#### 出題内容 1:
映画「TAKAMINE」に関するインタビューの抜粋を、一字一句変えずに全文打ち直してください。

#### 提供された抜粋:
▬▬▬▬▬▬

市川「今作は、高峰博士の無冠の大使としての側面を描きました。これからの若者はまず海外に出て外から日本を見てもらいたい。グローバルなものの見方をしてほしい。米ハーバード大学を見ても日本人の留学生の人数は極僅か(ピーク時の30分の1)しかし現在の中国人留学生は300人以上とアジア諸国と日本人の人数が全く違う。他の国は、海外に出て、自国を見つめつつ新しい研究をしていることがこの数字をみても解る。「TAKAMINE」を観てそういう思いを持って欲しい」

—日米コラボ制作で良かったことは?

市川「米国のシーンはすべて米国で撮影でき、スタッフの移動も日本からはキースタッフ(監督、カメラ、メイク、衣装)数名のみで済んだ事でコストダウンも出来、さらにLA側のスタッフを信頼して少人数の移動で制作できたことで、最高のクオリティーを手にいれることが出来た。本場ハリウッドの映画作りを経験したことは大きかった」

▬▬▬▬▬▬

[点アノテーションセットの記録]
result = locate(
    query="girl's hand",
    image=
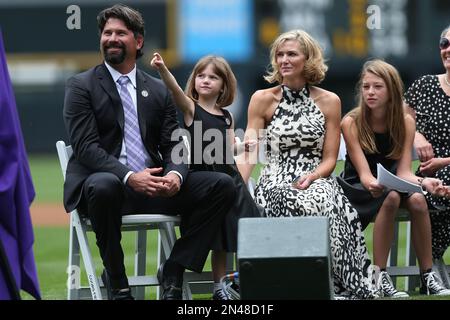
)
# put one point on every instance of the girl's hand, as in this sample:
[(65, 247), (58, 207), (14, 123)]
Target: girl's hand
[(303, 182), (429, 168), (247, 146), (375, 189), (250, 145), (157, 61), (424, 149), (435, 187)]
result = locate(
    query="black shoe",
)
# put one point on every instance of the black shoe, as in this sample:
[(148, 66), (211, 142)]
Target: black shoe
[(170, 285), (115, 294)]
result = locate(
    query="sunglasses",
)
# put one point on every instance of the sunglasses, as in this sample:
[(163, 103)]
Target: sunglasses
[(444, 43)]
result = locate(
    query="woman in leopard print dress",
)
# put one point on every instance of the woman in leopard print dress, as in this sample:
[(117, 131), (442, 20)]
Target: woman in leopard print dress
[(302, 140)]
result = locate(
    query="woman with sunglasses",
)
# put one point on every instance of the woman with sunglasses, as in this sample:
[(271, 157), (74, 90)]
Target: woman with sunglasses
[(428, 101)]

▬▬▬▬▬▬

#### 出題内容 2:
記録の冒頭から始まり「[(170, 285), (115, 294)]」を含む行で終わる範囲の行を、両端も含め、依頼文もそのまま残して書き直してください。その際、解答に記された座標の数値だけに1.3を掛けて整数に丸め(0.5は切り上げ)、依頼文や書式見本の数値は変えず、画像は省いて、この範囲の行だけを出力してください。

#### 解答出力 1:
市川「今作は、高峰博士の無冠の大使としての側面を描きました。これからの若者はまず海外に出て外から日本を見てもらいたい。グローバルなものの見方をしてほしい。米ハーバード大学を見ても日本人の留学生の人数は極僅か(ピーク時の30分の1)しかし現在の中国人留学生は300人以上とアジア諸国と日本人の人数が全く違う。他の国は、海外に出て、自国を見つめつつ新しい研究をしていることがこの数字をみても解る。「TAKAMINE」を観てそういう思いを持って欲しい」

—日米コラボ制作で良かったことは?

市川「米国のシーンはすべて米国で撮影でき、スタッフの移動も日本からはキースタッフ(監督、カメラ、メイク、衣装)数名のみで済んだ事でコストダウンも出来、さらにLA側のスタッフを信頼して少人数の移動で制作できたことで、最高のクオリティーを手にいれることが出来た。本場ハリウッドの映画作りを経験したことは大きかった」

#### 解答出力 2:
result = locate(
    query="girl's hand",
    image=
)
# put one point on every instance of the girl's hand, as in this sample:
[(65, 247), (58, 207), (14, 123)]
Target: girl's hand
[(394, 237), (558, 218), (321, 190), (488, 246), (325, 189), (204, 79), (551, 194), (566, 243)]
result = locate(
    query="black shoe",
)
# put one point on every instance of the black shoe, as in this sample:
[(148, 66), (211, 142)]
Target: black shoe
[(221, 371), (150, 382)]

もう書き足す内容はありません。